# Required work
Answer these questions from the post on FTL inhibitors.
(a) What would outright removing planetary FTL inhibitors make possible again?
(b) Which hyperlanes do planetary FTL inhibitors leave usable?
(c) According to the post, what does following the hyperlane network let the defender do?

It really isn't. The argument has nothing to do with wanting the old FTL back, so stop strawmanning. It's a complete misrepresentation of the argument to say that wanting FTL inhibitors to work differently is equivalent to wanting multiple types of FTL back.
It has to do with it in that case :
Outright removing planetary FTL inhibitors would make sniping shipyards possible again, with nearly as much efficiency as if you had warp.
Regarding the proposal to make the inhibition a FTL debuff instead of the obligation of landing armies, it is trading a timer for another so I would ask why even bother?
And yes, planetary FTL inhibitors are blockers - they block all hyperlanes from being used except the one used to enter the system.
Only if you refuse to land those damn armies. An enemy fleet will be as much a blocker if you don't send yours.
I don't think you understand that having to follow the hyperlane network means that the defender can set-up effective chokepoints. That's the whole point of the reason hyperlane network was chosen to be the default FTL.
Getting a fortress at mid-way between a foe and a target on a n hyperlanes path is as effective as getting the same fortress at the target location against a foe with warp. Or less if the target has defensive abilities.

# Given entries

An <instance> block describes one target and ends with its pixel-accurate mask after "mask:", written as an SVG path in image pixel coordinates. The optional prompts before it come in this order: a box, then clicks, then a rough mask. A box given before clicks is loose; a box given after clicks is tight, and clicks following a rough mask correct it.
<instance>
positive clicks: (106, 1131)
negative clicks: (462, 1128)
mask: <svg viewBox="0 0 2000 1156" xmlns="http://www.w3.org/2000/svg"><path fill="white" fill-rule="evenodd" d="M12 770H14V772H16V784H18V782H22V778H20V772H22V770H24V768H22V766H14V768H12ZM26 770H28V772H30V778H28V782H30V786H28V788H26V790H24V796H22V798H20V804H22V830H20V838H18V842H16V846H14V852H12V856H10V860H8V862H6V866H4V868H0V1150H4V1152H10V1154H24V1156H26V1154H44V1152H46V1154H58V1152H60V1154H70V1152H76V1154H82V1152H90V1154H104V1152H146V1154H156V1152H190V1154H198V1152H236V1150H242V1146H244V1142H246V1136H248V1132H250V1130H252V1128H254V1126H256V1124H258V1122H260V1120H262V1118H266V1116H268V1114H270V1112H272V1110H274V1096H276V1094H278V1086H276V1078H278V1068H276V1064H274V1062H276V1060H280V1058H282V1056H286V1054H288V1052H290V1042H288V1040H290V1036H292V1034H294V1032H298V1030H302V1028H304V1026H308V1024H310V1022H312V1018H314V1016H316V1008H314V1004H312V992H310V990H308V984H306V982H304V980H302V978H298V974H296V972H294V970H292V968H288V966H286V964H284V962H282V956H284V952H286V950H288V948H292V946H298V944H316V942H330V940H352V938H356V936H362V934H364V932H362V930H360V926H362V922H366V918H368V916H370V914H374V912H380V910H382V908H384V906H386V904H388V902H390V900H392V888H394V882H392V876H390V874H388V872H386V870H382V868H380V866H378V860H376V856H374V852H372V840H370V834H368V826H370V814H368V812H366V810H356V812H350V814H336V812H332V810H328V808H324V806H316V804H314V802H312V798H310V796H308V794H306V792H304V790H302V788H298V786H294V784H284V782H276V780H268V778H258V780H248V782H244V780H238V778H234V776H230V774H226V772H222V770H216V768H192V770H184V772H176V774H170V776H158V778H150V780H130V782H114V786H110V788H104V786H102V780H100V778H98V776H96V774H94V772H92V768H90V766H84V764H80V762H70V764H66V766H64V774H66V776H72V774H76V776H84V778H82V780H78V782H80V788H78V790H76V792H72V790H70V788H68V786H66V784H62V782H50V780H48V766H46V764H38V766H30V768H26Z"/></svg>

# Response
(a) Sniping shipyards, with nearly as much efficiency as with warp.
(b) Only the hyperlane used to enter the system.
(c) Set up effective chokepoints.